5. Probe representation dataset collection

Collect a balanced safe/hazard dataset from the unsafe expert:

python -m scripts.eval_analysis.probe_representation collect \
  --env SafetyPointGoal1-v0 \
  --model_path artifacts/models/unsafe/unsafe_expert_SafetyPointGoal1-v0.pt \
  --out artifacts/probes/probe_states_fixed_v2.npz \
  --n_per_class 10000 \
  --max_env_steps 400000 \
  --seed 42

Output: artifacts/probes/probe_states_fixed_v2.npz

6. Fit the hazard probe

python -m scripts.eval_analysis.probe_representation fit \
  --env SafetyPointGoal1-v0 \
  --dataset artifacts/probes/probe_states_fixed_v2.npz \
  --model_path artifacts/models/unsafe/unsafe_expert_SafetyPointGoal1-v0.pt \
  --out artifacts/probes/hazard_probe.pkl \
  --metrics_out artifacts/probes/hazard_probe_metrics.json \
  --batch_size 4096 \
  --val_frac 0.15 \
  --test_frac 0.15 \
  --seed 42 \
  --split_tries 256

Outputs:

  • artifacts/probes/hazard_probe.pkl
  • artifacts/probes/hazard_probe_metrics.json

7. Export hazard direction for representation editing

python -m scripts.eval_analysis.export_hazard_direction \
  --probe_path artifacts/probes/hazard_probe.pkl \
  --out artifacts/probes/hazard_direction.pt

Output: artifacts/probes/hazard_direction.pt

8. Train representation editing (repedit)

python -m scripts.training.train_repedit \
  --env SafetyPointGoal1-v0 \
  --seed 0 \
  --updates 150 \
  --unsafe_updates 300 \
  --n_envs 8 \
  --horizon 1024 \
  --lr 3e-4 \
  --ent_coef 0.03 \
  --ppo_epochs 6 \
  --batch_size 256 \
  --repedit_artifact artifacts/probes/hazard_direction.pt \
  --repedit_alpha 1.5 \
  --repedit_tau_quantile 0.8 \
  --repedit_beta 10.0 \
  --save_points 50 100 150

Saved checkpoints:

  • artifacts/models/repedit/safe_repedit_SafetyPointGoal1-v0_50.pt
  • artifacts/models/repedit/safe_repedit_SafetyPointGoal1-v0_100.pt
  • artifacts/models/repedit/safe_repedit_SafetyPointGoal1-v0_150.pt

Variant:
Mannual tau:

python -m scripts.training.train_repedit \
  --env SafetyPointGoal1-v0 \
  --seed 0 \
  --updates 150 \
  --unsafe_updates 300 \
  --n_envs 8 \
  --horizon 1024 \
  --repedit_artifact artifacts/probes/hazard_direction.pt \
  --repedit_alpha 1.5 \
  --repedit_tau 0.5 \
  --repedit_beta 10.0

Use artifact tau if exported:

python -m scripts.training.train_repedit \
  --env SafetyPointGoal1-v0 \
  --seed 0 \
  --updates 150 \
  --unsafe_updates 300 \
  --n_envs 8 \
  --horizon 1024 \
  --repedit_artifact artifacts/probes/hazard_direction.pt \
  --repedit_alpha 1.5 \
  --repedit_use_artifact_tau \
  --repedit_beta 10.0

9. Run full policy evaluation suite

This evaluates:

  • unsafe experrt
  • oracle
  • concept checkpoints
  • trajectory-decremental checkpoints
  • rep-edit checkpoints

and saves all outputs locally.
* * * * * * * * *
PROBLEMS >>
#1 According to the pipeline instructions, which file does the hazard direction export step produce?
#2 Reproduce the part of the pipeline instructions starting at "9. Run full" and ending at "all outputs locally.".

DATA >>
* * * * * * * * *
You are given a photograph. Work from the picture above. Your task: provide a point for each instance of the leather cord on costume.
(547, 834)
* * * * * * * * *
SOLUTIONS BY TASK >>
#1 artifacts/probes/hazard_direction.pt

#2
9. Run full policy evaluation suite

This evaluates:

  • unsafe experrt
  • oracle
  • concept checkpoints
  • trajectory-decremental checkpoints
  • rep-edit checkpoints

and saves all outputs locally.